Data for processing:

--

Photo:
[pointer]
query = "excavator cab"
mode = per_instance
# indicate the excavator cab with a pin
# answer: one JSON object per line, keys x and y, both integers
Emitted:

--

Goal of the exercise: Transcribe the lines above verbatim, keeping every character, space, and line break unchanged.

Solution to this task:
Photo:
[pointer]
query = "excavator cab"
mode = per_instance
# indicate the excavator cab with a pin
# answer: one JSON object per line, keys x and y, both integers
Emitted:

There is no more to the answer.